SUPPLIED INFORMATION:
○ ○ ○ ○ ○ ○ ○

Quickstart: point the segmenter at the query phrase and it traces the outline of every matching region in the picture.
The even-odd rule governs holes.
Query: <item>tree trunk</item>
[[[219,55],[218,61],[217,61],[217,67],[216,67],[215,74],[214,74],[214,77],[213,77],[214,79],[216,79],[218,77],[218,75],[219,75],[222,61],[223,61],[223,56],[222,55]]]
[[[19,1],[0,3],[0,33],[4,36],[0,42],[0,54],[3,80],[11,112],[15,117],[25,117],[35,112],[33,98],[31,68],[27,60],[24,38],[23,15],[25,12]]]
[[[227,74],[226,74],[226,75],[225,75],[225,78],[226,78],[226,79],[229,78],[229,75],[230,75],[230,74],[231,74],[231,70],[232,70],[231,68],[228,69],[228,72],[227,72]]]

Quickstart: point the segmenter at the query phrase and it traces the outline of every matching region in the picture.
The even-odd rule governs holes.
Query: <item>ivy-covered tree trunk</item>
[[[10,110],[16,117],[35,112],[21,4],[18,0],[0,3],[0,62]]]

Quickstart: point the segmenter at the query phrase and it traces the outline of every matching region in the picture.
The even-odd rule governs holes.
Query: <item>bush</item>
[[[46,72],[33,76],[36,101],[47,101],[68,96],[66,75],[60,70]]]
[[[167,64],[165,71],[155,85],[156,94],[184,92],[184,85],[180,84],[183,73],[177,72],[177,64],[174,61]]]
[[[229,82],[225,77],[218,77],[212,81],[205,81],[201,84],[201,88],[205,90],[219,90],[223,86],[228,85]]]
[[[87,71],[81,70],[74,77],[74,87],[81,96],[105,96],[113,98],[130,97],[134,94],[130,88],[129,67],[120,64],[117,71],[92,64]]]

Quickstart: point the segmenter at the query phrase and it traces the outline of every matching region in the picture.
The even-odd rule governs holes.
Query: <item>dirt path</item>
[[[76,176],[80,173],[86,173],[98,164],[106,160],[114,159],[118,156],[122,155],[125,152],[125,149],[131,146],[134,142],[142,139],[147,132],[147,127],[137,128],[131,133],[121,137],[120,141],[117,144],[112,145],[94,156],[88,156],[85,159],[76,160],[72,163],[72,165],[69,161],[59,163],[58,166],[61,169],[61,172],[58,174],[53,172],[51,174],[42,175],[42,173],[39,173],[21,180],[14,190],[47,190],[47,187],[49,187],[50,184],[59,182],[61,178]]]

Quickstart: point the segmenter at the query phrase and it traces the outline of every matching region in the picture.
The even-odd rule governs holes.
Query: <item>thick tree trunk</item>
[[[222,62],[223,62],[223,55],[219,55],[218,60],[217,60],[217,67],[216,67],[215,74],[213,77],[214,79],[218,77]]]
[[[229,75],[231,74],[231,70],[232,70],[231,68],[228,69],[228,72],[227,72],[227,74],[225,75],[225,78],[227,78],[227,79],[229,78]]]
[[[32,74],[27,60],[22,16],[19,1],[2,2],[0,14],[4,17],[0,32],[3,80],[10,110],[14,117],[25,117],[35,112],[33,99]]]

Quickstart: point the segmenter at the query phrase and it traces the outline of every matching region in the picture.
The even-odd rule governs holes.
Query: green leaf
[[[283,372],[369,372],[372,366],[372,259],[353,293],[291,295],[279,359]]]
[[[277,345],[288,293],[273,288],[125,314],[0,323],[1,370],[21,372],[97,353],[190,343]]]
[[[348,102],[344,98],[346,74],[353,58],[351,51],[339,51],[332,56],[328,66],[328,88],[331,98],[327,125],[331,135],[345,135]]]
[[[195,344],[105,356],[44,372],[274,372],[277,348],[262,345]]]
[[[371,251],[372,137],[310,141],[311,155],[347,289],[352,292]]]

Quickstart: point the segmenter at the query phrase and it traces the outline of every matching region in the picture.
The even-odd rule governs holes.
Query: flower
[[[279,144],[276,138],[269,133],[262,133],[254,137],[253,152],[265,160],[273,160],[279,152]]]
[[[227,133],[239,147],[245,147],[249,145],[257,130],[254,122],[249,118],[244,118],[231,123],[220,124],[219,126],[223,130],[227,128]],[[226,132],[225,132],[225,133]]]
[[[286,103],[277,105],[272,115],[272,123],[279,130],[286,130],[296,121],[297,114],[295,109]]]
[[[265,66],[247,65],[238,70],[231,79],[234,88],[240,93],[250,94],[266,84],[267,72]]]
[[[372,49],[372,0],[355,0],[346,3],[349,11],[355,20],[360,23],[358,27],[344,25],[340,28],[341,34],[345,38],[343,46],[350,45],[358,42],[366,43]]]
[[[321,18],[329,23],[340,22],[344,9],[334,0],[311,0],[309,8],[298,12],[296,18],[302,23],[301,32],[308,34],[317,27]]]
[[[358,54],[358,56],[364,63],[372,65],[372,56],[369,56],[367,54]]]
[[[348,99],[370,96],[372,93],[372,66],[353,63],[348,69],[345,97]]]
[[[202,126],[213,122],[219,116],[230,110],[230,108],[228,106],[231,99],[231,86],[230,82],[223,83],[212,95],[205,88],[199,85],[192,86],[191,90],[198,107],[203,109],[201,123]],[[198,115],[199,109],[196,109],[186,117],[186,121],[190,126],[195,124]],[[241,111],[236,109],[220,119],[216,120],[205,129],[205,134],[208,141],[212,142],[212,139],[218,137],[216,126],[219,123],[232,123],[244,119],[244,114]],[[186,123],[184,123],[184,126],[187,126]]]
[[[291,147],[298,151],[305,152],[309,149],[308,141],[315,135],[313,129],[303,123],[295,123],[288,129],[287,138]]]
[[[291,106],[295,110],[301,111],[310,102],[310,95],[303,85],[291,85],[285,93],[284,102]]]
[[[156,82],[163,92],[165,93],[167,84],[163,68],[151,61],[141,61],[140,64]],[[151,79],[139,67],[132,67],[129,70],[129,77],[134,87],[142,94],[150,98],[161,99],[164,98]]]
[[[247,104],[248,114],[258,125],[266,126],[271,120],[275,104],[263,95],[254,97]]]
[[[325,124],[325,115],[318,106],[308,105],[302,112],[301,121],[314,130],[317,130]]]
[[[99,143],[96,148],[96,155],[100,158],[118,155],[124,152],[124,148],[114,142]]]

○ ○ ○ ○ ○ ○ ○

PROBLEM: Copy out the full set of records precisely, leaving nothing out.

TASK ANSWER:
Quickstart: point the segmenter at the query phrase and it traces the outline of every matching region in the picture.
The even-odd rule governs holes.
Query: <item>tree trunk</item>
[[[219,55],[218,61],[217,61],[217,67],[216,67],[215,74],[214,74],[214,77],[213,77],[214,79],[216,79],[218,77],[218,75],[219,75],[222,61],[223,61],[223,56],[222,55]]]
[[[19,1],[0,3],[0,33],[4,36],[0,42],[0,54],[3,80],[11,112],[15,117],[25,117],[35,112],[33,98],[31,68],[27,60],[24,38],[23,15],[25,12]]]
[[[227,74],[226,74],[226,75],[225,75],[225,78],[226,78],[226,79],[229,78],[229,75],[230,75],[230,74],[231,74],[231,70],[232,70],[231,68],[228,69],[228,72],[227,72]]]

Quickstart: point the segmenter at the query phrase and it traces the outline of every matching region in the picture.
The even-odd rule governs holes.
Query: <item>ivy-covered tree trunk</item>
[[[10,110],[16,117],[35,112],[21,4],[18,0],[0,3],[0,62]]]

Quickstart: point the segmenter at the query phrase and it traces the outline of every matching region in the picture.
The even-odd rule governs holes.
Query: <item>bush</item>
[[[46,72],[33,76],[36,101],[47,101],[68,96],[66,75],[60,70]]]
[[[167,64],[165,71],[155,85],[156,94],[184,92],[184,85],[180,84],[183,73],[177,72],[177,64],[174,61]]]
[[[229,82],[225,77],[218,77],[212,81],[205,81],[201,84],[201,88],[205,90],[219,90],[223,86],[228,85]]]
[[[87,71],[81,70],[74,77],[74,87],[81,96],[105,96],[113,98],[130,97],[134,94],[130,88],[129,67],[120,64],[117,71],[92,64]]]

Quickstart: point the segmenter at the query phrase and it traces the outline of every matching region in the picture.
The even-odd rule governs holes.
Query: <item>dirt path</item>
[[[76,176],[80,173],[86,173],[98,164],[106,160],[114,159],[118,156],[122,155],[125,152],[125,149],[131,146],[134,142],[142,139],[147,132],[147,127],[137,128],[131,133],[121,137],[120,141],[117,144],[112,145],[94,156],[88,156],[85,159],[76,160],[72,163],[72,165],[69,161],[59,163],[58,166],[61,169],[61,172],[58,174],[53,172],[51,174],[42,175],[42,173],[39,173],[21,180],[14,190],[47,190],[47,187],[49,187],[50,184],[59,182],[61,178]]]

Quickstart: point the segmenter at the query phrase and it traces the outline of every matching region in the picture.
The even-odd rule governs holes.
Query: <item>thick tree trunk</item>
[[[222,62],[223,62],[223,55],[219,55],[218,60],[217,60],[217,67],[216,67],[215,74],[213,77],[214,79],[218,77]]]
[[[229,75],[231,74],[231,70],[232,70],[231,68],[228,69],[228,72],[227,72],[227,74],[225,75],[225,78],[227,78],[227,79],[229,78]]]
[[[32,74],[27,60],[22,16],[19,1],[2,2],[0,14],[4,17],[0,32],[3,80],[10,110],[14,117],[25,117],[35,112],[33,99]]]

Quickstart: point the segmenter at the query phrase and it traces the outline of every matching region in the picture.
The even-odd rule governs holes.
Query: green leaf
[[[283,372],[369,372],[372,366],[372,259],[353,293],[291,295],[279,359]]]
[[[277,345],[288,293],[273,288],[125,314],[0,323],[1,370],[21,372],[97,353],[190,343]]]
[[[348,102],[344,98],[346,74],[353,58],[351,51],[339,51],[332,56],[328,66],[328,88],[331,98],[327,125],[331,135],[345,135]]]
[[[195,344],[105,356],[44,372],[274,372],[277,348],[262,345]]]
[[[371,251],[372,137],[310,141],[311,155],[347,289],[352,292]]]

Quickstart: point the segmenter at the query phrase and it traces the outline of every matching region in the picture.
The even-odd rule governs holes.
Query: flower
[[[279,144],[276,138],[269,133],[262,133],[254,137],[253,152],[265,160],[273,160],[279,152]]]
[[[227,133],[239,147],[245,147],[249,145],[257,130],[254,122],[249,118],[244,118],[231,123],[220,124],[219,126],[223,130],[227,128]],[[226,132],[225,132],[225,133]]]
[[[286,103],[277,105],[272,115],[272,123],[279,130],[286,130],[296,121],[297,114],[295,109]]]
[[[265,66],[247,65],[238,70],[231,79],[234,88],[240,93],[250,94],[266,84],[267,72]]]
[[[372,49],[372,0],[355,0],[346,3],[349,11],[355,20],[360,23],[358,27],[344,25],[340,28],[341,34],[345,38],[343,46],[350,45],[358,42],[366,43]]]
[[[321,18],[329,23],[340,22],[344,9],[334,0],[311,0],[309,8],[298,12],[296,18],[302,23],[301,32],[308,34],[317,27]]]
[[[358,54],[358,56],[364,63],[372,65],[372,56],[369,56],[367,54]]]
[[[348,99],[370,96],[372,93],[372,66],[353,63],[348,69],[345,97]]]
[[[202,126],[213,122],[219,116],[230,110],[230,108],[228,106],[231,99],[231,86],[230,82],[223,83],[212,95],[205,88],[199,85],[192,86],[191,90],[198,107],[203,109],[201,123]],[[198,115],[199,109],[196,109],[186,117],[186,121],[190,126],[195,124]],[[241,111],[236,109],[220,119],[216,120],[205,129],[205,134],[208,141],[212,142],[212,139],[218,137],[216,126],[219,123],[232,123],[244,119],[244,114]],[[186,123],[184,123],[184,126],[187,126]]]
[[[291,147],[298,151],[305,152],[309,149],[308,141],[315,135],[313,129],[303,123],[295,123],[288,129],[287,138]]]
[[[291,106],[295,110],[301,111],[310,102],[310,95],[303,85],[291,85],[285,93],[284,102]]]
[[[156,82],[163,92],[165,93],[167,84],[163,68],[151,61],[141,61],[140,64]],[[151,79],[139,67],[132,67],[129,70],[129,77],[134,87],[142,94],[150,98],[161,99],[164,98]]]
[[[247,104],[248,114],[258,125],[266,126],[271,120],[275,104],[263,95],[254,97]]]
[[[325,124],[325,115],[318,106],[308,105],[302,112],[301,121],[314,130],[317,130]]]
[[[99,143],[96,148],[96,155],[100,158],[118,155],[124,152],[124,148],[114,142]]]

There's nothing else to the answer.